DATA RECORDS
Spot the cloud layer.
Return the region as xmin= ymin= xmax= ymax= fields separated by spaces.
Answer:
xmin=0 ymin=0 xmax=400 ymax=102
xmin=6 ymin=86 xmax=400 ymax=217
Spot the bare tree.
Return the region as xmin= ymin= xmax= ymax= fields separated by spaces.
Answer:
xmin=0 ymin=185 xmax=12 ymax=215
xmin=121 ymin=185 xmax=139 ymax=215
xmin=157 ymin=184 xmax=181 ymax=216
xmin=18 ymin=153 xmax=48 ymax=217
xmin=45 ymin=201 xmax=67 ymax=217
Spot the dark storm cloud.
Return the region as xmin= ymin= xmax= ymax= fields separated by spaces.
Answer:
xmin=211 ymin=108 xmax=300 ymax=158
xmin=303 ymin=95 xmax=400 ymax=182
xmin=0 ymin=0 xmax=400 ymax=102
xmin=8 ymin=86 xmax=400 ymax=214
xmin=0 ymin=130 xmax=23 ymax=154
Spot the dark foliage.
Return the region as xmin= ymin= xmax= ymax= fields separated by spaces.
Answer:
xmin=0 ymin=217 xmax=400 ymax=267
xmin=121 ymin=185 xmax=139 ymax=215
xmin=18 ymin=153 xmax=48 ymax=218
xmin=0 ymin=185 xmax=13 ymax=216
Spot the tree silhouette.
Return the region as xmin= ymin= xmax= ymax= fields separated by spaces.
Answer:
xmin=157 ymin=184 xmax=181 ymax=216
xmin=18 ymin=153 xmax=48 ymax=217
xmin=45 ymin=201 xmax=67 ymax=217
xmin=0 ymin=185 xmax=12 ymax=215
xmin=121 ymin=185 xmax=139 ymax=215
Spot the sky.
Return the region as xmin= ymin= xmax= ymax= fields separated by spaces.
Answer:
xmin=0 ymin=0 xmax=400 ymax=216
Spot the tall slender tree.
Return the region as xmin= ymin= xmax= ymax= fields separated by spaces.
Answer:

DIRECTION
Copy every one of the entries above word for word, line by line.

RESPONSE TO THIS EXERCISE
Spot the cloud layer.
Return the region as xmin= ymin= xmax= ymax= fields separated by spaces.
Answer:
xmin=0 ymin=0 xmax=400 ymax=102
xmin=6 ymin=86 xmax=400 ymax=217
Spot the bare tree.
Return the region as xmin= ymin= xmax= ymax= fields separated by spaces.
Answer:
xmin=0 ymin=185 xmax=12 ymax=215
xmin=121 ymin=185 xmax=139 ymax=215
xmin=157 ymin=184 xmax=181 ymax=216
xmin=18 ymin=153 xmax=48 ymax=217
xmin=45 ymin=201 xmax=67 ymax=217
Spot the dark storm cloud.
Return the region as xmin= ymin= xmax= ymax= fields separated by spaces.
Answer:
xmin=211 ymin=108 xmax=300 ymax=158
xmin=303 ymin=95 xmax=400 ymax=182
xmin=0 ymin=0 xmax=400 ymax=102
xmin=8 ymin=86 xmax=400 ymax=214
xmin=0 ymin=130 xmax=23 ymax=154
Spot the dark foliage.
Return the region as xmin= ymin= xmax= ymax= fields separated by spaces.
Answer:
xmin=0 ymin=217 xmax=400 ymax=267
xmin=121 ymin=185 xmax=139 ymax=215
xmin=18 ymin=153 xmax=48 ymax=218
xmin=0 ymin=185 xmax=13 ymax=216
Spot the tree silhouette.
Return the region as xmin= ymin= xmax= ymax= fields separated by spaces.
Answer:
xmin=157 ymin=184 xmax=181 ymax=216
xmin=18 ymin=153 xmax=48 ymax=217
xmin=45 ymin=201 xmax=67 ymax=217
xmin=0 ymin=185 xmax=12 ymax=215
xmin=121 ymin=185 xmax=139 ymax=215
Spot the sky.
Return the region as xmin= ymin= xmax= ymax= fields separated by spaces.
Answer:
xmin=0 ymin=0 xmax=400 ymax=216
Spot the tall slender tree.
Return the region as xmin= ymin= xmax= ymax= fields separated by spaces.
Answer:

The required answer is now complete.